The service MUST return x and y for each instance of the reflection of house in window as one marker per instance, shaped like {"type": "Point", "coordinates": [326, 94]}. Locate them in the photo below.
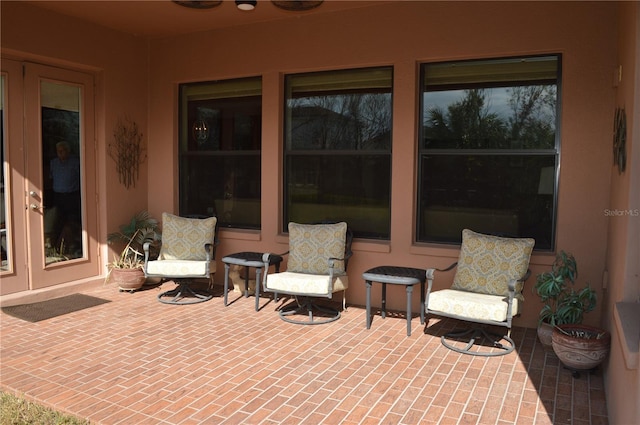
{"type": "Point", "coordinates": [338, 149]}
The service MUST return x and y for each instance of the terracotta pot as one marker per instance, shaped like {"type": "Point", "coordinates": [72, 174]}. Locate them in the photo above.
{"type": "Point", "coordinates": [127, 279]}
{"type": "Point", "coordinates": [580, 353]}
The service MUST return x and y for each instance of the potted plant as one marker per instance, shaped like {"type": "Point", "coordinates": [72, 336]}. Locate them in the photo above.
{"type": "Point", "coordinates": [563, 312]}
{"type": "Point", "coordinates": [126, 269]}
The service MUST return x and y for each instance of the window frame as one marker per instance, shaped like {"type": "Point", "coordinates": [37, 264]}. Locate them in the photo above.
{"type": "Point", "coordinates": [552, 152]}
{"type": "Point", "coordinates": [232, 96]}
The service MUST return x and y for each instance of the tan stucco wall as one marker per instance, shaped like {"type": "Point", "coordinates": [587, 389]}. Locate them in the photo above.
{"type": "Point", "coordinates": [623, 256]}
{"type": "Point", "coordinates": [403, 35]}
{"type": "Point", "coordinates": [139, 78]}
{"type": "Point", "coordinates": [119, 64]}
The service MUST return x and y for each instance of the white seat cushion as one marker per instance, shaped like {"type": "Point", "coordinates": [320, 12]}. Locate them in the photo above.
{"type": "Point", "coordinates": [181, 268]}
{"type": "Point", "coordinates": [471, 305]}
{"type": "Point", "coordinates": [305, 284]}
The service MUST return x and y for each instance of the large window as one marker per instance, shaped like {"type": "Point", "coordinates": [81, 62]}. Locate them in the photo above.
{"type": "Point", "coordinates": [338, 149]}
{"type": "Point", "coordinates": [220, 142]}
{"type": "Point", "coordinates": [489, 147]}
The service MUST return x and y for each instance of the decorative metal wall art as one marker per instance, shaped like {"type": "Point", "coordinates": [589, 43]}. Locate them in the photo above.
{"type": "Point", "coordinates": [128, 151]}
{"type": "Point", "coordinates": [620, 140]}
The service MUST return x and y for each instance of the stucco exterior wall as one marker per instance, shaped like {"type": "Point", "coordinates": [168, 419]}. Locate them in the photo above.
{"type": "Point", "coordinates": [139, 78]}
{"type": "Point", "coordinates": [623, 256]}
{"type": "Point", "coordinates": [118, 62]}
{"type": "Point", "coordinates": [403, 35]}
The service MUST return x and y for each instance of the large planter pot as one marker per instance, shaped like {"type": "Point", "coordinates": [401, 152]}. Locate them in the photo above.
{"type": "Point", "coordinates": [545, 330]}
{"type": "Point", "coordinates": [127, 279]}
{"type": "Point", "coordinates": [580, 347]}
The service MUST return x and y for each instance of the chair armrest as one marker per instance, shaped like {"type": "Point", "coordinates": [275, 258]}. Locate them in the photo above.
{"type": "Point", "coordinates": [209, 249]}
{"type": "Point", "coordinates": [431, 275]}
{"type": "Point", "coordinates": [145, 248]}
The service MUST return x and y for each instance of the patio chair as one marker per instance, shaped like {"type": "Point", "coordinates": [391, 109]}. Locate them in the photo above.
{"type": "Point", "coordinates": [187, 253]}
{"type": "Point", "coordinates": [487, 290]}
{"type": "Point", "coordinates": [317, 265]}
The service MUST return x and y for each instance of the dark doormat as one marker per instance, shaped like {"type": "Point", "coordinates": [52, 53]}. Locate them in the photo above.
{"type": "Point", "coordinates": [43, 310]}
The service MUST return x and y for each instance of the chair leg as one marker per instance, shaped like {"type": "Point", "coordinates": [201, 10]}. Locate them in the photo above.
{"type": "Point", "coordinates": [184, 294]}
{"type": "Point", "coordinates": [308, 308]}
{"type": "Point", "coordinates": [476, 335]}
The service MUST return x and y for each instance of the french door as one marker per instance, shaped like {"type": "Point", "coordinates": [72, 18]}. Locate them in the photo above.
{"type": "Point", "coordinates": [49, 212]}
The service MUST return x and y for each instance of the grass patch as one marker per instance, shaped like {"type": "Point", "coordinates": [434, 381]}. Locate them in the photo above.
{"type": "Point", "coordinates": [18, 411]}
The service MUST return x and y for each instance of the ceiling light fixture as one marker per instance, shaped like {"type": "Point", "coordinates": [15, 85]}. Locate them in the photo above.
{"type": "Point", "coordinates": [246, 4]}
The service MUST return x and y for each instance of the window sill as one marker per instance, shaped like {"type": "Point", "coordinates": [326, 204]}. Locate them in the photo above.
{"type": "Point", "coordinates": [627, 321]}
{"type": "Point", "coordinates": [239, 234]}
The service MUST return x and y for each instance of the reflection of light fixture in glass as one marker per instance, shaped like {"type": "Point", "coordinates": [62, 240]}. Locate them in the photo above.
{"type": "Point", "coordinates": [200, 131]}
{"type": "Point", "coordinates": [246, 4]}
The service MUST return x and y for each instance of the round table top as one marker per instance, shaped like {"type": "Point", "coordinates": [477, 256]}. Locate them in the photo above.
{"type": "Point", "coordinates": [250, 258]}
{"type": "Point", "coordinates": [396, 275]}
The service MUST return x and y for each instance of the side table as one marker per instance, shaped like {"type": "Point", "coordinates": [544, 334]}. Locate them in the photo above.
{"type": "Point", "coordinates": [248, 259]}
{"type": "Point", "coordinates": [393, 275]}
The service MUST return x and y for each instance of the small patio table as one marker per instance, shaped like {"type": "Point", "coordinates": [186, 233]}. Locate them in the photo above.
{"type": "Point", "coordinates": [248, 259]}
{"type": "Point", "coordinates": [394, 275]}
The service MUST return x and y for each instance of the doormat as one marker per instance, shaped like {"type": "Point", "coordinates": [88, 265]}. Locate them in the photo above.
{"type": "Point", "coordinates": [43, 310]}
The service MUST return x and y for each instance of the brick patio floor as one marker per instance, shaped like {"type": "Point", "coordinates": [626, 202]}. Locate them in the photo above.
{"type": "Point", "coordinates": [138, 361]}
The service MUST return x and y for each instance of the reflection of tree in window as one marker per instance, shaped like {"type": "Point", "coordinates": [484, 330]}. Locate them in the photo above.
{"type": "Point", "coordinates": [489, 134]}
{"type": "Point", "coordinates": [338, 149]}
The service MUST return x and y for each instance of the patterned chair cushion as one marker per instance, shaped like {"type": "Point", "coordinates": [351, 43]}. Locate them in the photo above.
{"type": "Point", "coordinates": [311, 246]}
{"type": "Point", "coordinates": [487, 263]}
{"type": "Point", "coordinates": [184, 238]}
{"type": "Point", "coordinates": [305, 284]}
{"type": "Point", "coordinates": [470, 305]}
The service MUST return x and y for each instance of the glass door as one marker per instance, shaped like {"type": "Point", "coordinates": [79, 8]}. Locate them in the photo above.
{"type": "Point", "coordinates": [58, 158]}
{"type": "Point", "coordinates": [13, 246]}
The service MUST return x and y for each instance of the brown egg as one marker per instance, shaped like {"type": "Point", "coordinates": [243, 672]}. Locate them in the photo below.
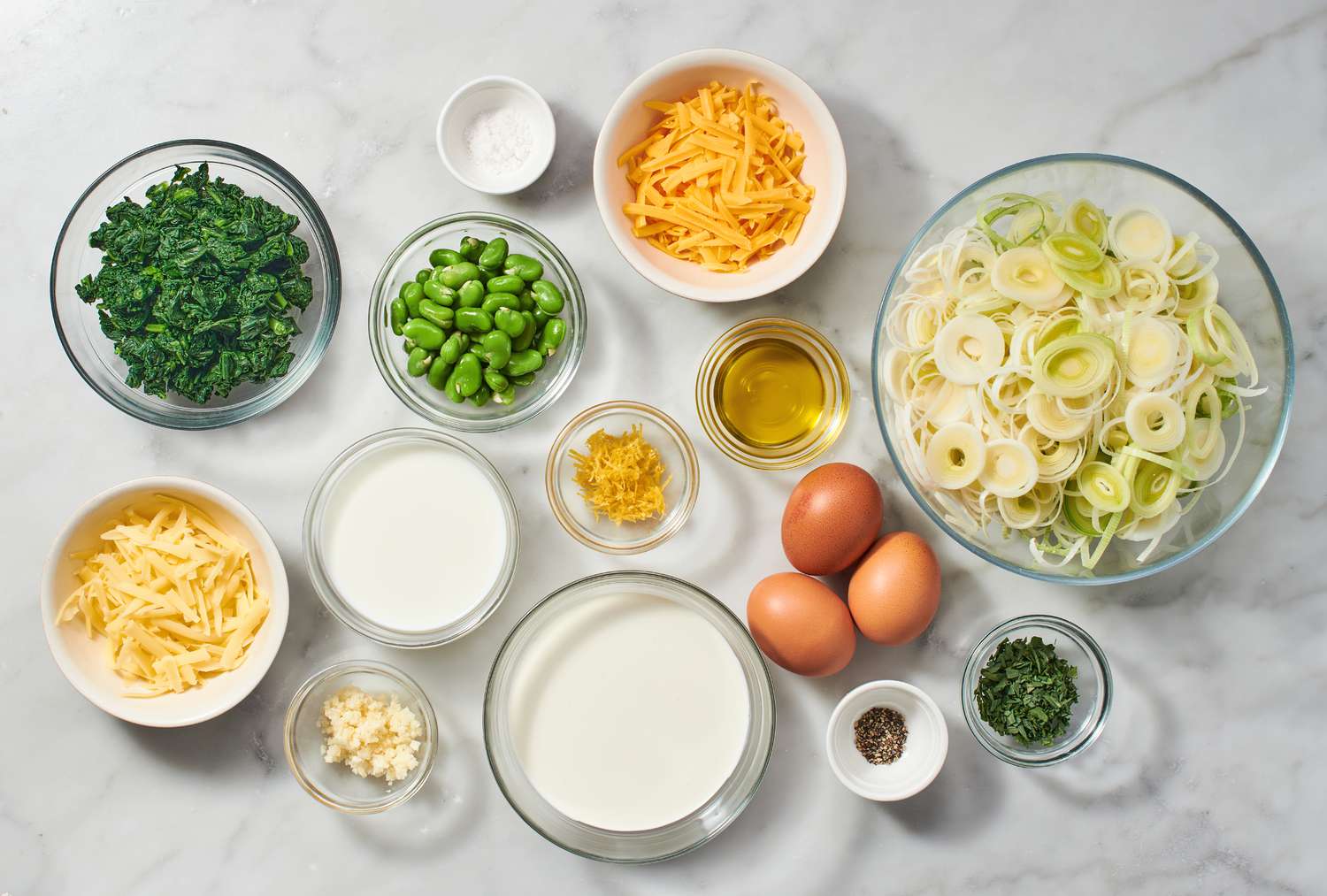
{"type": "Point", "coordinates": [831, 518]}
{"type": "Point", "coordinates": [894, 593]}
{"type": "Point", "coordinates": [801, 624]}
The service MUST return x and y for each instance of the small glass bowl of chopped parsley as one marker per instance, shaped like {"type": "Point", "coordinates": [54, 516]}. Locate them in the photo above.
{"type": "Point", "coordinates": [1037, 691]}
{"type": "Point", "coordinates": [196, 284]}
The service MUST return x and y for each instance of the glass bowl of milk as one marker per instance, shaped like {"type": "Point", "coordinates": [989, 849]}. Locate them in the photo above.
{"type": "Point", "coordinates": [411, 538]}
{"type": "Point", "coordinates": [629, 717]}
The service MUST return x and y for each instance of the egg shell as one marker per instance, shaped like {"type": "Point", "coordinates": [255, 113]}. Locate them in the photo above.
{"type": "Point", "coordinates": [831, 518]}
{"type": "Point", "coordinates": [801, 624]}
{"type": "Point", "coordinates": [894, 593]}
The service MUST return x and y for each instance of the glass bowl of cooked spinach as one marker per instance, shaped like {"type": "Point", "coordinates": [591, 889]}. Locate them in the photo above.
{"type": "Point", "coordinates": [1037, 691]}
{"type": "Point", "coordinates": [196, 284]}
{"type": "Point", "coordinates": [441, 286]}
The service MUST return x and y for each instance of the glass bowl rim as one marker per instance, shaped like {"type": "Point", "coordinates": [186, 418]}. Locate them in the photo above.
{"type": "Point", "coordinates": [676, 585]}
{"type": "Point", "coordinates": [725, 442]}
{"type": "Point", "coordinates": [1287, 348]}
{"type": "Point", "coordinates": [350, 617]}
{"type": "Point", "coordinates": [666, 527]}
{"type": "Point", "coordinates": [348, 667]}
{"type": "Point", "coordinates": [279, 389]}
{"type": "Point", "coordinates": [981, 652]}
{"type": "Point", "coordinates": [554, 387]}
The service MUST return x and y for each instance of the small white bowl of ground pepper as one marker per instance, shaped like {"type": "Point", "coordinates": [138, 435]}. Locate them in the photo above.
{"type": "Point", "coordinates": [886, 741]}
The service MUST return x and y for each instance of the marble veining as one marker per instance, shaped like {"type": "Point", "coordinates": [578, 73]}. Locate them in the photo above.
{"type": "Point", "coordinates": [1207, 778]}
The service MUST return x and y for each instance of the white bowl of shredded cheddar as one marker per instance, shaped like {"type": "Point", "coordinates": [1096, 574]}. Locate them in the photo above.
{"type": "Point", "coordinates": [719, 175]}
{"type": "Point", "coordinates": [165, 601]}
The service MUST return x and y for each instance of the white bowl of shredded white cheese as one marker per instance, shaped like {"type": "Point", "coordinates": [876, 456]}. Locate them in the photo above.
{"type": "Point", "coordinates": [496, 134]}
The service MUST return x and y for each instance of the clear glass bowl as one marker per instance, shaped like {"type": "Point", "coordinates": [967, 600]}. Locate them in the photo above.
{"type": "Point", "coordinates": [95, 356]}
{"type": "Point", "coordinates": [1247, 291]}
{"type": "Point", "coordinates": [1093, 686]}
{"type": "Point", "coordinates": [679, 463]}
{"type": "Point", "coordinates": [332, 784]}
{"type": "Point", "coordinates": [833, 379]}
{"type": "Point", "coordinates": [660, 843]}
{"type": "Point", "coordinates": [418, 395]}
{"type": "Point", "coordinates": [316, 555]}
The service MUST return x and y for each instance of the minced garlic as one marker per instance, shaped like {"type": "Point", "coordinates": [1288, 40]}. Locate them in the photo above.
{"type": "Point", "coordinates": [371, 737]}
{"type": "Point", "coordinates": [621, 477]}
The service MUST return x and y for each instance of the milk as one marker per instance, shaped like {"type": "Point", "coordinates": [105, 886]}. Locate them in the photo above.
{"type": "Point", "coordinates": [628, 712]}
{"type": "Point", "coordinates": [414, 537]}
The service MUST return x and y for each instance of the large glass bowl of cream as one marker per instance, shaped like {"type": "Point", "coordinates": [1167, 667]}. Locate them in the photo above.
{"type": "Point", "coordinates": [411, 538]}
{"type": "Point", "coordinates": [629, 717]}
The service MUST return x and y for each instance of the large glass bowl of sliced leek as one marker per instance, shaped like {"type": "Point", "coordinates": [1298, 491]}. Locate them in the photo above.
{"type": "Point", "coordinates": [1083, 369]}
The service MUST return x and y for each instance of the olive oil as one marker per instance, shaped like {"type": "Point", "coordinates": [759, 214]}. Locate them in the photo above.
{"type": "Point", "coordinates": [770, 393]}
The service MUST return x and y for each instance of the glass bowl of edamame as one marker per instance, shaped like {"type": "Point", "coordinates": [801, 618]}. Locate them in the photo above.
{"type": "Point", "coordinates": [477, 321]}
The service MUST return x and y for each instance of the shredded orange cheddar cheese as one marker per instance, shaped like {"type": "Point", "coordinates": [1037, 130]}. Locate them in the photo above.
{"type": "Point", "coordinates": [621, 477]}
{"type": "Point", "coordinates": [718, 180]}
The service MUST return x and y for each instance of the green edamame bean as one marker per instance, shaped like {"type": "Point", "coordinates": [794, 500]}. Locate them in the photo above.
{"type": "Point", "coordinates": [509, 321]}
{"type": "Point", "coordinates": [494, 254]}
{"type": "Point", "coordinates": [525, 361]}
{"type": "Point", "coordinates": [411, 294]}
{"type": "Point", "coordinates": [442, 257]}
{"type": "Point", "coordinates": [437, 315]}
{"type": "Point", "coordinates": [438, 373]}
{"type": "Point", "coordinates": [555, 331]}
{"type": "Point", "coordinates": [419, 361]}
{"type": "Point", "coordinates": [472, 294]}
{"type": "Point", "coordinates": [469, 374]}
{"type": "Point", "coordinates": [451, 349]}
{"type": "Point", "coordinates": [523, 267]}
{"type": "Point", "coordinates": [426, 334]}
{"type": "Point", "coordinates": [445, 296]}
{"type": "Point", "coordinates": [548, 297]}
{"type": "Point", "coordinates": [495, 300]}
{"type": "Point", "coordinates": [474, 320]}
{"type": "Point", "coordinates": [472, 247]}
{"type": "Point", "coordinates": [454, 275]}
{"type": "Point", "coordinates": [527, 333]}
{"type": "Point", "coordinates": [506, 283]}
{"type": "Point", "coordinates": [400, 315]}
{"type": "Point", "coordinates": [496, 349]}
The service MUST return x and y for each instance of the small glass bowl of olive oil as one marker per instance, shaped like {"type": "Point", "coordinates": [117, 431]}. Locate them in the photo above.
{"type": "Point", "coordinates": [772, 393]}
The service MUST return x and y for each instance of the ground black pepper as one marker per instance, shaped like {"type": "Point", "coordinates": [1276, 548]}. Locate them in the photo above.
{"type": "Point", "coordinates": [880, 734]}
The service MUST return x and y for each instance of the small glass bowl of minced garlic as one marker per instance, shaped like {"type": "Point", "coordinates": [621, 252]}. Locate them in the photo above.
{"type": "Point", "coordinates": [361, 737]}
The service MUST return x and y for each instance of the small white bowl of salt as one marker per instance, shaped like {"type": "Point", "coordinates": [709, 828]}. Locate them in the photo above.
{"type": "Point", "coordinates": [496, 134]}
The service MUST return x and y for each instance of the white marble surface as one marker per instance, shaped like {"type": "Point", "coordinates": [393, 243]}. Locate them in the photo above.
{"type": "Point", "coordinates": [1208, 777]}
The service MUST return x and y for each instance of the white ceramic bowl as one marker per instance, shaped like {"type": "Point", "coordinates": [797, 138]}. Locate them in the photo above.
{"type": "Point", "coordinates": [82, 660]}
{"type": "Point", "coordinates": [491, 93]}
{"type": "Point", "coordinates": [924, 753]}
{"type": "Point", "coordinates": [825, 169]}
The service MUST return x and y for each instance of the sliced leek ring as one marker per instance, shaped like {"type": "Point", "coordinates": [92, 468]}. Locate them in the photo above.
{"type": "Point", "coordinates": [1010, 469]}
{"type": "Point", "coordinates": [1154, 350]}
{"type": "Point", "coordinates": [955, 456]}
{"type": "Point", "coordinates": [1048, 417]}
{"type": "Point", "coordinates": [1154, 421]}
{"type": "Point", "coordinates": [1140, 233]}
{"type": "Point", "coordinates": [1024, 273]}
{"type": "Point", "coordinates": [1074, 366]}
{"type": "Point", "coordinates": [1205, 465]}
{"type": "Point", "coordinates": [1104, 487]}
{"type": "Point", "coordinates": [969, 348]}
{"type": "Point", "coordinates": [1072, 251]}
{"type": "Point", "coordinates": [1101, 281]}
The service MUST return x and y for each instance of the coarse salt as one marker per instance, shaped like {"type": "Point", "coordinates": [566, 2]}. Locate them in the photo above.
{"type": "Point", "coordinates": [498, 141]}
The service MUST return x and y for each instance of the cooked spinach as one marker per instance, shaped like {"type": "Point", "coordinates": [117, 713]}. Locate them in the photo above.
{"type": "Point", "coordinates": [196, 288]}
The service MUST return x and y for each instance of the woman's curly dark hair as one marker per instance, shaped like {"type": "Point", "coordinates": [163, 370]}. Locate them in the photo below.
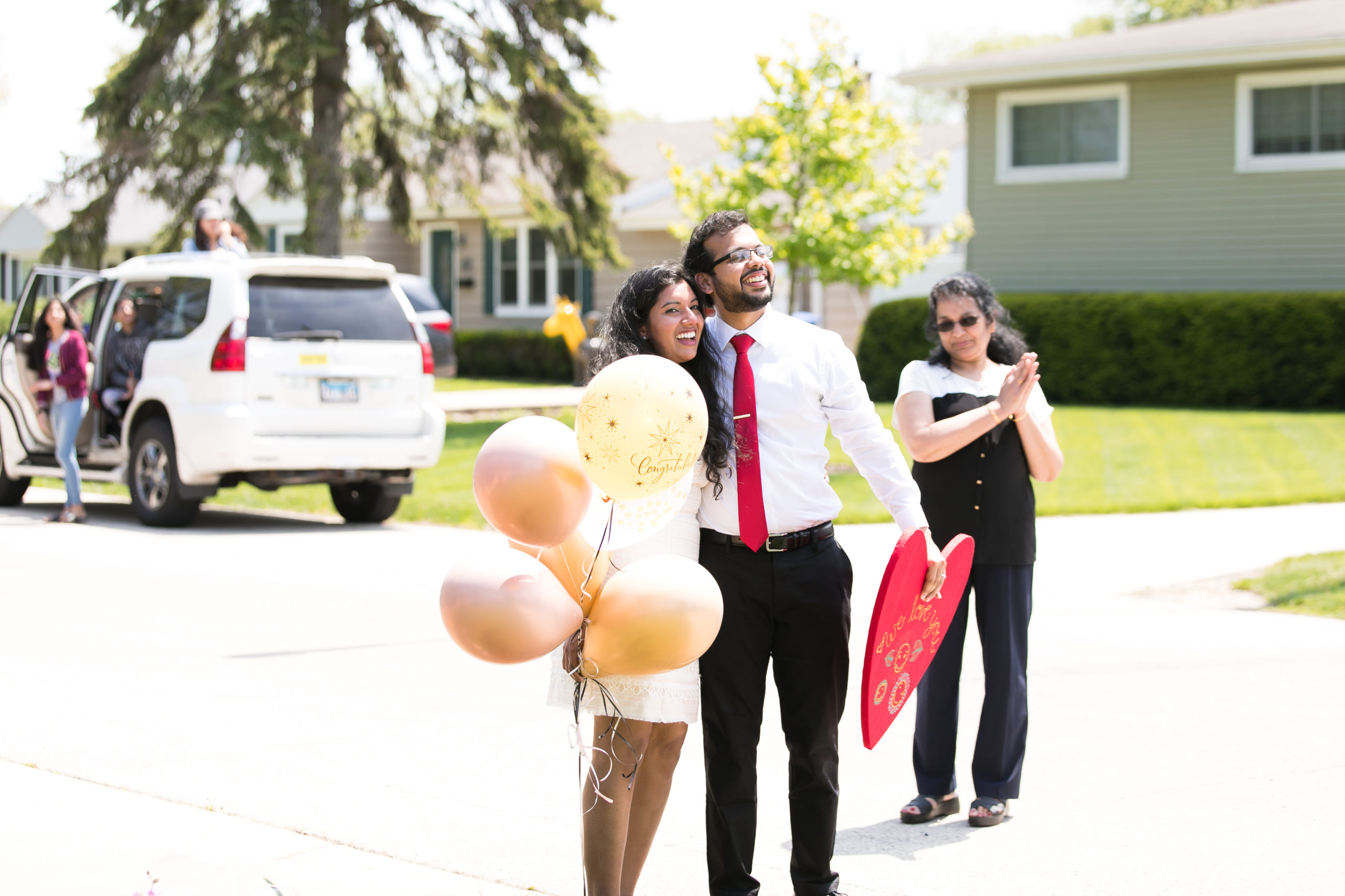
{"type": "Point", "coordinates": [42, 332]}
{"type": "Point", "coordinates": [1007, 345]}
{"type": "Point", "coordinates": [620, 338]}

◆ **Exercise directions**
Look for the line that contains "of the coarse", then please copy it and the rest of the lines through the end of the data, pictures excluded.

◆ **Result for this task**
The service MUST return x and y for each instance of the coarse salt as one marker per instance, shaped like {"type": "Point", "coordinates": [566, 2]}. Locate them in the photo above.
{"type": "Point", "coordinates": [498, 141]}
The service MUST return x and y for each instance of the cooked spinach as one marker per instance, shaped like {"type": "Point", "coordinates": [117, 713]}. Locate them in the photo above.
{"type": "Point", "coordinates": [196, 288]}
The service MUST return x and y for each instance of the woman's curly dark hair as one marker per instance, shaped like {"type": "Point", "coordinates": [163, 370]}. Locate them in the photo below.
{"type": "Point", "coordinates": [42, 332]}
{"type": "Point", "coordinates": [1007, 345]}
{"type": "Point", "coordinates": [620, 338]}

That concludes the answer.